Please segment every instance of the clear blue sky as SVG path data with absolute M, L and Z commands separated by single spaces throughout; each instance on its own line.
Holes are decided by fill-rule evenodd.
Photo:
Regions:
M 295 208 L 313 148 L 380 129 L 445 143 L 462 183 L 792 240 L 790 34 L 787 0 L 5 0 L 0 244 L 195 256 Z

...

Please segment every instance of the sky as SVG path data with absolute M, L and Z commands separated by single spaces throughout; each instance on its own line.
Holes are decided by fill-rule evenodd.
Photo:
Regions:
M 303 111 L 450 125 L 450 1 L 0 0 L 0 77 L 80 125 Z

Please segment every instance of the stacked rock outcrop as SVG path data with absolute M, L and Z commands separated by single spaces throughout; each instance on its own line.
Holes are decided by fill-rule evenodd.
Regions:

• **Exercise prompt**:
The string "every" marks the lines to return from the material. Copy each one.

• **Your solution**:
Please segment every instance of the clear blue sky as SVG path data with absolute M, L and Z commands separated by single spaces throughout; each instance on its own line.
Please segment every instance of the sky as SVG path data with absolute M, L and Z commands separated by single spaces throughout; each instance on its own line.
Please segment every instance of the stacked rock outcrop as SVG path data with absolute M, L and Z commands separated by single spaces throughout; each instance on its own line.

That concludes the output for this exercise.